The Company also discharged three other employees: Debra Tornquist, Inez Torn-quist, and Dan Watkins. The Tornquists were office employees who worked in the payroll department, and were not members of the proposed bargaining unit. On May 8, 1979, a “company appreciation” rally was conducted by employees who opposed the Union. One of the organizers, Sue Ward, canvassed the clerical employees to determine whether they planned to attend the rally. On Monday, May 7, 1979, she asked the Tornquists whether they would be attending; both Inez and Debra indicated that they would not attend because they had personal matters to attend to on Tuesday afternoon, when the rally was scheduled. The Tornquists worked the remainder of Monday morning, but did not return to work Monday afternoon. The Tornquists had informed Tom Gossett, their superior, that they would not be returning on Monday afternoon. They did not, however, inform the head of their department, Robert Blickenstaff, that they would not be returning in the afternoon. At approximately 4:30 p.m. on Monday afternoon, Blicken-staff called Inez Tornquist and indicated that she and Debra had been discharged.

Dan Watkins was employed by Harrison Steel as an electrician. Watkins was one of the leaders of the Union organizing effort, was a Union observer at the representation election, and was involved in filing objections to the election with the Board. Watkins worked on the 11:00 p.m. to 7:00 a.m. shift as a maintenance man. He was responsible for repairing any equipment breakdowns; according to Watkins’ foreman, Watkins and his co-worker, Grant Campbell, were free to leave the maintenance work area, if no breakdowns occurred, so long as they informed someone where they could be contacted.

TASK LIST
• a. Does each statement below agree with the passage on the discharged employees? Answer yes or no for each, quoting the deciding words. (i) The Tornquists told Robert Blickenstaff they would not return Monday afternoon. (ii) The rally was held on May 8, 1979. (iii) Dan Watkins worked the 11:00 p.m. to 7:00 a.m. shift.
• b. How many lines of the rows contain the word "even"? Reply with the number alone.
The rows that follow have no connection to the passage on the discharged employees.

ENTRIES PROVIDED
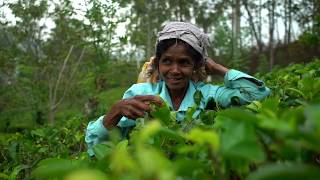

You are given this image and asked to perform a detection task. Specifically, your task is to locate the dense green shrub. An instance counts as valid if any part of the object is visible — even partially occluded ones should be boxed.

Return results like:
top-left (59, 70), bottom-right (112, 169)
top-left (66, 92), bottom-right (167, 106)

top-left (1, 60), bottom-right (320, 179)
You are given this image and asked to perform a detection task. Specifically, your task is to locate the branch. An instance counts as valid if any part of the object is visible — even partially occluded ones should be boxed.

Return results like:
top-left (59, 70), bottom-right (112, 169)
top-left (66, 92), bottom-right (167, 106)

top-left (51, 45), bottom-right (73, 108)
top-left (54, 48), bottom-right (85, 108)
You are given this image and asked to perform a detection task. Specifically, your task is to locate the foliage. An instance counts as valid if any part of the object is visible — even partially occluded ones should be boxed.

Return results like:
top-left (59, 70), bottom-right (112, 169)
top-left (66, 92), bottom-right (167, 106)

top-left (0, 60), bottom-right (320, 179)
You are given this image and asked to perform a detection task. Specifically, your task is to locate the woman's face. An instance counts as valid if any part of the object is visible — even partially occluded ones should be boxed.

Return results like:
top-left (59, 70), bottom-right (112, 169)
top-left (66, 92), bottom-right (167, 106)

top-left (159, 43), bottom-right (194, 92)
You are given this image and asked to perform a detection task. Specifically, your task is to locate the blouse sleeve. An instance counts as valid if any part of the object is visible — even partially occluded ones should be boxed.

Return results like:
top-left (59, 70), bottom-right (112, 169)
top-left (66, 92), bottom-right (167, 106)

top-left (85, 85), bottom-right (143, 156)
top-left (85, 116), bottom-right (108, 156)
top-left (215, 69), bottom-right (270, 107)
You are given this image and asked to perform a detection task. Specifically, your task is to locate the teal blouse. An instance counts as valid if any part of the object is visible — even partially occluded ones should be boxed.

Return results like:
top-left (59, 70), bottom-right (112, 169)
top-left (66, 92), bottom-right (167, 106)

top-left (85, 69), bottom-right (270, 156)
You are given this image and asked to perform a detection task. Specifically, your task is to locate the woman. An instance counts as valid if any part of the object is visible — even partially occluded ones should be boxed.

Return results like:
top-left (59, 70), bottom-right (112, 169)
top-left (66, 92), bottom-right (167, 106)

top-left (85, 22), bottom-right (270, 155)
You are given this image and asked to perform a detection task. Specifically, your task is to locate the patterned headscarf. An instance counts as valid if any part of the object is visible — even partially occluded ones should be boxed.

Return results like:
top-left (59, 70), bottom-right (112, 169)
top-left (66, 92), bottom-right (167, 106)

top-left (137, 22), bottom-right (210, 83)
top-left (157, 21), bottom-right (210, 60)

RESPONSES BY TASK
• a.
(i) No: "They did not, however, inform the head of their department, Robert Blickenstaff, that they would not be returning in the afternoon."
(ii) Yes: "On May 8, 1979, a “company appreciation” rally was conducted by employees who opposed the Union."
(iii) Yes: "Watkins worked on the 11:00 p.m. to 7:00 a.m. shift as a maintenance man."

• b. 8